■ WORK INSTRUCTION ■
Repeat each entry verbatim.

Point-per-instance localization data

---------------

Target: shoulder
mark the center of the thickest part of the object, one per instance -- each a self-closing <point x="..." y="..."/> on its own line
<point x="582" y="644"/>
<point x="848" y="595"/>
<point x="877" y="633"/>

---------------

■ RESPONSE AREA ■
Target: shoulder
mark the center of the thickest part of the object, one per instance -- each a self-closing <point x="..." y="..."/> on its own line
<point x="582" y="644"/>
<point x="848" y="595"/>
<point x="877" y="633"/>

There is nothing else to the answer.